§ **Extracted entries**
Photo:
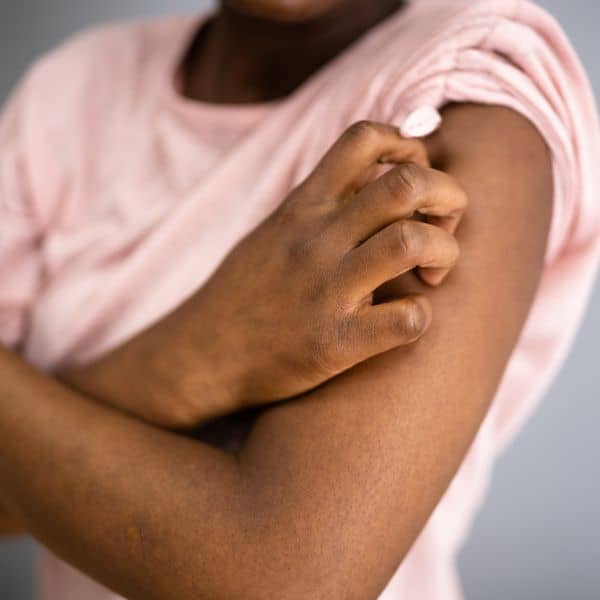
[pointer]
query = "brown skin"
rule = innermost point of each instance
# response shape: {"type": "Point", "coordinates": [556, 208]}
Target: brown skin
{"type": "Point", "coordinates": [331, 489]}
{"type": "Point", "coordinates": [338, 239]}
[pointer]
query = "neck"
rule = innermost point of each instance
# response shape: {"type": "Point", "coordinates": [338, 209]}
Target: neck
{"type": "Point", "coordinates": [238, 58]}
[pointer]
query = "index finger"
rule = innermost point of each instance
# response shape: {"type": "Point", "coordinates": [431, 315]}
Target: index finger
{"type": "Point", "coordinates": [362, 146]}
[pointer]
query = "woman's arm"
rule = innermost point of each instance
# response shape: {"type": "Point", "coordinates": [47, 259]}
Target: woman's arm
{"type": "Point", "coordinates": [245, 339]}
{"type": "Point", "coordinates": [330, 490]}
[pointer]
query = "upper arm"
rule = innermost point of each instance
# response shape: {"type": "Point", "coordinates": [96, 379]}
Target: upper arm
{"type": "Point", "coordinates": [355, 468]}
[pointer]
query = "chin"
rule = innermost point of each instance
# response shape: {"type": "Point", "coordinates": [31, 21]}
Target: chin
{"type": "Point", "coordinates": [288, 11]}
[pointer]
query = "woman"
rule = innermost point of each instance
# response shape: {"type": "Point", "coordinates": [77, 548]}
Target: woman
{"type": "Point", "coordinates": [157, 273]}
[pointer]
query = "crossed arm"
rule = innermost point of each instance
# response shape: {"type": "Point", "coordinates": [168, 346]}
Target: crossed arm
{"type": "Point", "coordinates": [331, 489]}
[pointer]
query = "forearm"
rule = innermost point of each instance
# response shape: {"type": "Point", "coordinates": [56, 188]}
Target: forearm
{"type": "Point", "coordinates": [144, 511]}
{"type": "Point", "coordinates": [8, 524]}
{"type": "Point", "coordinates": [144, 380]}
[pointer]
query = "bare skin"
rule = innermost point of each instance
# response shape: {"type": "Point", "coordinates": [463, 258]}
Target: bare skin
{"type": "Point", "coordinates": [330, 490]}
{"type": "Point", "coordinates": [310, 506]}
{"type": "Point", "coordinates": [339, 238]}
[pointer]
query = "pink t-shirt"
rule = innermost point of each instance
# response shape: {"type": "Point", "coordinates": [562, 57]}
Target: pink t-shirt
{"type": "Point", "coordinates": [119, 198]}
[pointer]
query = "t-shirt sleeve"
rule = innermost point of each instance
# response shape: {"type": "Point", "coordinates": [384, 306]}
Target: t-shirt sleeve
{"type": "Point", "coordinates": [515, 54]}
{"type": "Point", "coordinates": [20, 227]}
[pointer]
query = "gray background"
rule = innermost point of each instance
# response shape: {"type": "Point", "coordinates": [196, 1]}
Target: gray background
{"type": "Point", "coordinates": [539, 534]}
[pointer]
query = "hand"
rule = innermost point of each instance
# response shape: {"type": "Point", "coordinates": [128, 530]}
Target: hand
{"type": "Point", "coordinates": [292, 305]}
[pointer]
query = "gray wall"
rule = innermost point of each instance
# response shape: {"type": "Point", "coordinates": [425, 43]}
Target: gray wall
{"type": "Point", "coordinates": [539, 534]}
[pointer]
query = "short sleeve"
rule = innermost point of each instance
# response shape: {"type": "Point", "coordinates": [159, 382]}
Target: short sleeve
{"type": "Point", "coordinates": [20, 262]}
{"type": "Point", "coordinates": [513, 53]}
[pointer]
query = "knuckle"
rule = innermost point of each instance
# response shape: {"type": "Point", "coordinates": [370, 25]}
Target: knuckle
{"type": "Point", "coordinates": [407, 239]}
{"type": "Point", "coordinates": [407, 180]}
{"type": "Point", "coordinates": [304, 251]}
{"type": "Point", "coordinates": [326, 347]}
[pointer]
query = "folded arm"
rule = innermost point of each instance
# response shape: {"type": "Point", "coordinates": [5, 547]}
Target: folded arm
{"type": "Point", "coordinates": [331, 489]}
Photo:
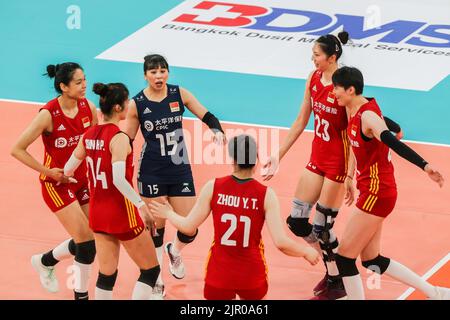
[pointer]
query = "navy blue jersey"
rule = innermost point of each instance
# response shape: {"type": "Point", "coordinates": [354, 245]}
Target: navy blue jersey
{"type": "Point", "coordinates": [164, 157]}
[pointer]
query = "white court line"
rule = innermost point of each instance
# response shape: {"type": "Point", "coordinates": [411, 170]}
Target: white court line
{"type": "Point", "coordinates": [248, 124]}
{"type": "Point", "coordinates": [427, 275]}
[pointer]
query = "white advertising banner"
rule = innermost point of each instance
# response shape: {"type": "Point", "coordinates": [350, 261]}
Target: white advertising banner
{"type": "Point", "coordinates": [397, 44]}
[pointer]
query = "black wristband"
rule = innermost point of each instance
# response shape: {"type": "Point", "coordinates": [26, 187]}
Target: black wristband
{"type": "Point", "coordinates": [402, 149]}
{"type": "Point", "coordinates": [392, 125]}
{"type": "Point", "coordinates": [212, 122]}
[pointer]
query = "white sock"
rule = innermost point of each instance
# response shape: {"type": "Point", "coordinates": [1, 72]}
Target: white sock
{"type": "Point", "coordinates": [159, 256]}
{"type": "Point", "coordinates": [332, 268]}
{"type": "Point", "coordinates": [101, 294]}
{"type": "Point", "coordinates": [403, 274]}
{"type": "Point", "coordinates": [142, 291]}
{"type": "Point", "coordinates": [354, 287]}
{"type": "Point", "coordinates": [82, 276]}
{"type": "Point", "coordinates": [62, 252]}
{"type": "Point", "coordinates": [177, 246]}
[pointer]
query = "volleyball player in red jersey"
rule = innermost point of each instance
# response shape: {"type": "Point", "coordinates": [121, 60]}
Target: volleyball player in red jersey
{"type": "Point", "coordinates": [371, 140]}
{"type": "Point", "coordinates": [240, 206]}
{"type": "Point", "coordinates": [321, 182]}
{"type": "Point", "coordinates": [61, 123]}
{"type": "Point", "coordinates": [117, 214]}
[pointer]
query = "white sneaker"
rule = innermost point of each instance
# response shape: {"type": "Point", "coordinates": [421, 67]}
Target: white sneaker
{"type": "Point", "coordinates": [441, 294]}
{"type": "Point", "coordinates": [176, 265]}
{"type": "Point", "coordinates": [158, 292]}
{"type": "Point", "coordinates": [46, 274]}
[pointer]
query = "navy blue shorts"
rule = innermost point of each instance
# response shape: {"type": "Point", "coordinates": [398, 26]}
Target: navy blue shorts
{"type": "Point", "coordinates": [150, 189]}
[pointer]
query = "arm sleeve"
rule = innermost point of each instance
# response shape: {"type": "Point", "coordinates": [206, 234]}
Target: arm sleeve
{"type": "Point", "coordinates": [212, 122]}
{"type": "Point", "coordinates": [392, 125]}
{"type": "Point", "coordinates": [121, 183]}
{"type": "Point", "coordinates": [402, 149]}
{"type": "Point", "coordinates": [71, 165]}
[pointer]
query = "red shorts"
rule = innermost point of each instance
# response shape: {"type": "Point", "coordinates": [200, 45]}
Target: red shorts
{"type": "Point", "coordinates": [126, 236]}
{"type": "Point", "coordinates": [336, 175]}
{"type": "Point", "coordinates": [213, 293]}
{"type": "Point", "coordinates": [380, 206]}
{"type": "Point", "coordinates": [59, 197]}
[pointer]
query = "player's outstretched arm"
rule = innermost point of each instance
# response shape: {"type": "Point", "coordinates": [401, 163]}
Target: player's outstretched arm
{"type": "Point", "coordinates": [132, 121]}
{"type": "Point", "coordinates": [191, 102]}
{"type": "Point", "coordinates": [270, 167]}
{"type": "Point", "coordinates": [373, 125]}
{"type": "Point", "coordinates": [196, 216]}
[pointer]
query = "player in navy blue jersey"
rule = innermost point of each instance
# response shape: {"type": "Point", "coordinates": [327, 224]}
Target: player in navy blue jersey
{"type": "Point", "coordinates": [164, 168]}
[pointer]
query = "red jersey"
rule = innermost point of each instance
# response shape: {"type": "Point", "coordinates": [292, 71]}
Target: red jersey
{"type": "Point", "coordinates": [374, 169]}
{"type": "Point", "coordinates": [109, 210]}
{"type": "Point", "coordinates": [60, 143]}
{"type": "Point", "coordinates": [330, 147]}
{"type": "Point", "coordinates": [236, 259]}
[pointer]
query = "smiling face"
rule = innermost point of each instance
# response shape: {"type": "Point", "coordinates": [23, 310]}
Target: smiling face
{"type": "Point", "coordinates": [320, 59]}
{"type": "Point", "coordinates": [344, 96]}
{"type": "Point", "coordinates": [76, 89]}
{"type": "Point", "coordinates": [157, 78]}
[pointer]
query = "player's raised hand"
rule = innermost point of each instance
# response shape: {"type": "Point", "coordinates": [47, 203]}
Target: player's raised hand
{"type": "Point", "coordinates": [160, 210]}
{"type": "Point", "coordinates": [434, 175]}
{"type": "Point", "coordinates": [270, 168]}
{"type": "Point", "coordinates": [219, 138]}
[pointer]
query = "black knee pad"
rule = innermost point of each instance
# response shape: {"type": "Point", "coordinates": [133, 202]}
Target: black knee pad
{"type": "Point", "coordinates": [159, 239]}
{"type": "Point", "coordinates": [72, 247]}
{"type": "Point", "coordinates": [378, 265]}
{"type": "Point", "coordinates": [328, 248]}
{"type": "Point", "coordinates": [299, 226]}
{"type": "Point", "coordinates": [185, 238]}
{"type": "Point", "coordinates": [85, 252]}
{"type": "Point", "coordinates": [346, 266]}
{"type": "Point", "coordinates": [106, 282]}
{"type": "Point", "coordinates": [327, 211]}
{"type": "Point", "coordinates": [150, 276]}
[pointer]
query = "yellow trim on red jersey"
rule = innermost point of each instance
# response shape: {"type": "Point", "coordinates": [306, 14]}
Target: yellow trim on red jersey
{"type": "Point", "coordinates": [53, 194]}
{"type": "Point", "coordinates": [48, 159]}
{"type": "Point", "coordinates": [261, 251]}
{"type": "Point", "coordinates": [374, 179]}
{"type": "Point", "coordinates": [369, 203]}
{"type": "Point", "coordinates": [131, 213]}
{"type": "Point", "coordinates": [346, 149]}
{"type": "Point", "coordinates": [207, 260]}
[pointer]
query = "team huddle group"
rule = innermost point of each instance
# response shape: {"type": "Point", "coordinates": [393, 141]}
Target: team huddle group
{"type": "Point", "coordinates": [87, 181]}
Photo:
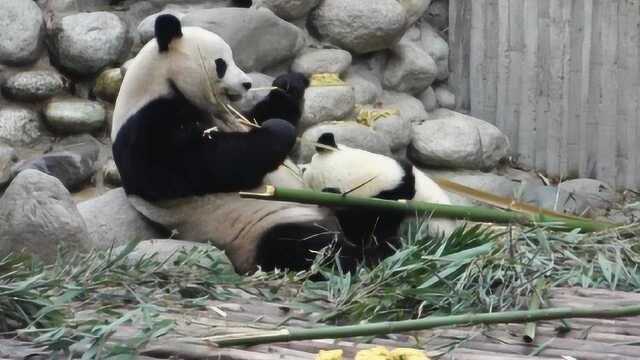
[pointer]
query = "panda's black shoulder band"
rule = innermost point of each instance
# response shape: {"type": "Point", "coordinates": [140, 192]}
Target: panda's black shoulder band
{"type": "Point", "coordinates": [326, 139]}
{"type": "Point", "coordinates": [167, 28]}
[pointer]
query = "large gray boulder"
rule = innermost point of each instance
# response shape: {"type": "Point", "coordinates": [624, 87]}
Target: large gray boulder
{"type": "Point", "coordinates": [326, 103]}
{"type": "Point", "coordinates": [73, 163]}
{"type": "Point", "coordinates": [348, 133]}
{"type": "Point", "coordinates": [359, 26]}
{"type": "Point", "coordinates": [410, 68]}
{"type": "Point", "coordinates": [8, 159]}
{"type": "Point", "coordinates": [366, 85]}
{"type": "Point", "coordinates": [415, 9]}
{"type": "Point", "coordinates": [290, 9]}
{"type": "Point", "coordinates": [112, 221]}
{"type": "Point", "coordinates": [33, 85]}
{"type": "Point", "coordinates": [455, 140]}
{"type": "Point", "coordinates": [19, 126]}
{"type": "Point", "coordinates": [318, 61]}
{"type": "Point", "coordinates": [38, 215]}
{"type": "Point", "coordinates": [410, 108]}
{"type": "Point", "coordinates": [85, 43]}
{"type": "Point", "coordinates": [22, 29]}
{"type": "Point", "coordinates": [74, 115]}
{"type": "Point", "coordinates": [258, 38]}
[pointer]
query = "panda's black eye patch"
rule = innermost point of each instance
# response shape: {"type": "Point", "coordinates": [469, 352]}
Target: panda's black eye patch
{"type": "Point", "coordinates": [221, 67]}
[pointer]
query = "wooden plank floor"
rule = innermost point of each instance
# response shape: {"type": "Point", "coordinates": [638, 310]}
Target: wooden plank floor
{"type": "Point", "coordinates": [589, 339]}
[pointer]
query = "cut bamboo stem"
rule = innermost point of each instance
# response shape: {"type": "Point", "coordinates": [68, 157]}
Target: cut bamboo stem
{"type": "Point", "coordinates": [377, 329]}
{"type": "Point", "coordinates": [470, 213]}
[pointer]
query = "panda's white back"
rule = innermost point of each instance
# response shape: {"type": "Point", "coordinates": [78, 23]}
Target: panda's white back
{"type": "Point", "coordinates": [348, 168]}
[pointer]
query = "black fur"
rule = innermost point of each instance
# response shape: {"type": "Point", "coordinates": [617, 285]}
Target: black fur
{"type": "Point", "coordinates": [167, 28]}
{"type": "Point", "coordinates": [221, 67]}
{"type": "Point", "coordinates": [161, 152]}
{"type": "Point", "coordinates": [284, 102]}
{"type": "Point", "coordinates": [326, 139]}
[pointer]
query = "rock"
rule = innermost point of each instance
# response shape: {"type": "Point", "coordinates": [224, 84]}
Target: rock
{"type": "Point", "coordinates": [598, 194]}
{"type": "Point", "coordinates": [438, 14]}
{"type": "Point", "coordinates": [359, 26]}
{"type": "Point", "coordinates": [85, 43]}
{"type": "Point", "coordinates": [437, 47]}
{"type": "Point", "coordinates": [111, 174]}
{"type": "Point", "coordinates": [8, 159]}
{"type": "Point", "coordinates": [492, 183]}
{"type": "Point", "coordinates": [397, 131]}
{"type": "Point", "coordinates": [73, 163]}
{"type": "Point", "coordinates": [410, 69]}
{"type": "Point", "coordinates": [347, 133]}
{"type": "Point", "coordinates": [168, 251]}
{"type": "Point", "coordinates": [326, 103]}
{"type": "Point", "coordinates": [33, 85]}
{"type": "Point", "coordinates": [19, 126]}
{"type": "Point", "coordinates": [445, 97]}
{"type": "Point", "coordinates": [22, 30]}
{"type": "Point", "coordinates": [333, 61]}
{"type": "Point", "coordinates": [410, 108]}
{"type": "Point", "coordinates": [108, 85]}
{"type": "Point", "coordinates": [74, 116]}
{"type": "Point", "coordinates": [258, 38]}
{"type": "Point", "coordinates": [290, 9]}
{"type": "Point", "coordinates": [112, 221]}
{"type": "Point", "coordinates": [39, 215]}
{"type": "Point", "coordinates": [125, 67]}
{"type": "Point", "coordinates": [251, 98]}
{"type": "Point", "coordinates": [455, 140]}
{"type": "Point", "coordinates": [428, 98]}
{"type": "Point", "coordinates": [415, 9]}
{"type": "Point", "coordinates": [366, 86]}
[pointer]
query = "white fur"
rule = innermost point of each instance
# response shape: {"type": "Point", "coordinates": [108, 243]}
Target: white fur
{"type": "Point", "coordinates": [148, 76]}
{"type": "Point", "coordinates": [348, 168]}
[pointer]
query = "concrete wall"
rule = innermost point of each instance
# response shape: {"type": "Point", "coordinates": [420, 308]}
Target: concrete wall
{"type": "Point", "coordinates": [560, 77]}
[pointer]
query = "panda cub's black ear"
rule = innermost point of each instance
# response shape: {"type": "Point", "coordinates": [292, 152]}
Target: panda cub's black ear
{"type": "Point", "coordinates": [326, 139]}
{"type": "Point", "coordinates": [168, 27]}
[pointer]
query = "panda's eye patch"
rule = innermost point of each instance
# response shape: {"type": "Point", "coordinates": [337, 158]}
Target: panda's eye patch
{"type": "Point", "coordinates": [221, 67]}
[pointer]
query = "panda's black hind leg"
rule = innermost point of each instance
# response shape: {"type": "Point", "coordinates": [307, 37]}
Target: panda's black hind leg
{"type": "Point", "coordinates": [295, 247]}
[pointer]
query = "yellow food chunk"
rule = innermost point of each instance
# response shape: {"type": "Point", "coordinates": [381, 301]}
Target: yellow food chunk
{"type": "Point", "coordinates": [376, 353]}
{"type": "Point", "coordinates": [326, 79]}
{"type": "Point", "coordinates": [329, 355]}
{"type": "Point", "coordinates": [408, 354]}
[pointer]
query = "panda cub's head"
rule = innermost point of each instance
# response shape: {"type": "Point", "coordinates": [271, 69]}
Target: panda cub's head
{"type": "Point", "coordinates": [190, 61]}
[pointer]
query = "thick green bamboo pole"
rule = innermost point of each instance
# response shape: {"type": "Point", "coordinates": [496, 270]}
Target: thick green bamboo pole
{"type": "Point", "coordinates": [377, 329]}
{"type": "Point", "coordinates": [471, 213]}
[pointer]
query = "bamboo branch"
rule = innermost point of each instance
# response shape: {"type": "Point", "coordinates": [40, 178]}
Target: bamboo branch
{"type": "Point", "coordinates": [470, 213]}
{"type": "Point", "coordinates": [377, 329]}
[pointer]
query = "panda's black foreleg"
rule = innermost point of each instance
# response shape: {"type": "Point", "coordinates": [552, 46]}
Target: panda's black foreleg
{"type": "Point", "coordinates": [239, 161]}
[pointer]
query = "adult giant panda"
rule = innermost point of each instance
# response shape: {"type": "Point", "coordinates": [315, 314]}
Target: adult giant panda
{"type": "Point", "coordinates": [362, 173]}
{"type": "Point", "coordinates": [187, 182]}
{"type": "Point", "coordinates": [163, 107]}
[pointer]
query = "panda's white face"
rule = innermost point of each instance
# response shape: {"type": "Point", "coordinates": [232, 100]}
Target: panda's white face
{"type": "Point", "coordinates": [154, 71]}
{"type": "Point", "coordinates": [198, 48]}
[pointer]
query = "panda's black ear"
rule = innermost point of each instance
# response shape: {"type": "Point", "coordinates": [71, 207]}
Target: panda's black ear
{"type": "Point", "coordinates": [326, 139]}
{"type": "Point", "coordinates": [168, 27]}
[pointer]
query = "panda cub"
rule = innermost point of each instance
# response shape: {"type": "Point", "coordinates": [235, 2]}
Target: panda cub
{"type": "Point", "coordinates": [372, 175]}
{"type": "Point", "coordinates": [285, 102]}
{"type": "Point", "coordinates": [162, 108]}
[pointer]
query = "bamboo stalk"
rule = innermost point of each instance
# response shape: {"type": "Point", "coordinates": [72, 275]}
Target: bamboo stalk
{"type": "Point", "coordinates": [471, 213]}
{"type": "Point", "coordinates": [382, 328]}
{"type": "Point", "coordinates": [534, 304]}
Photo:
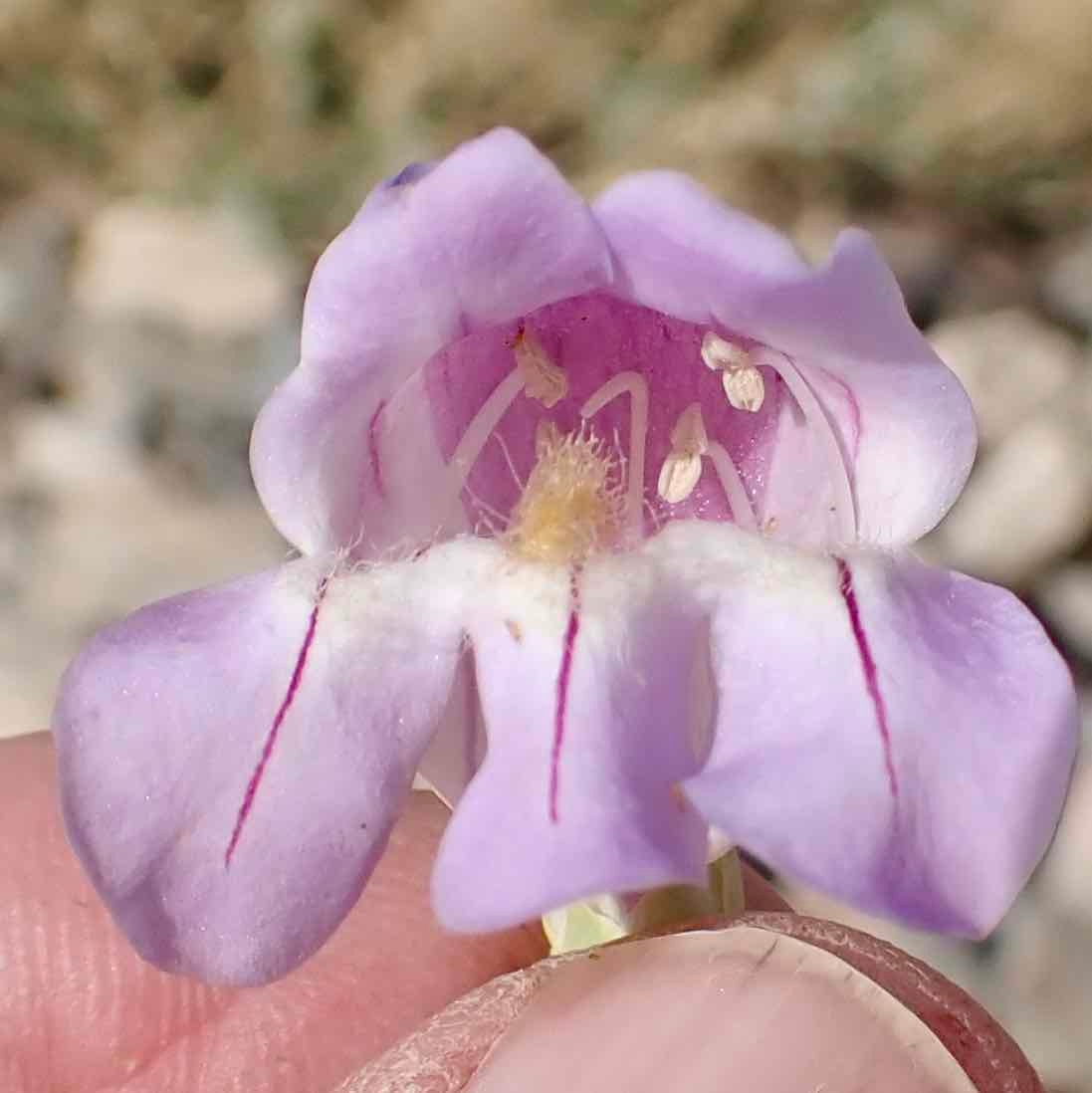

§ **Directive**
Pull out every line of the entries above that contains the string "boulder", matching case exactly.

§ **Task response**
query = "large gray boulder"
Target: large gray boulder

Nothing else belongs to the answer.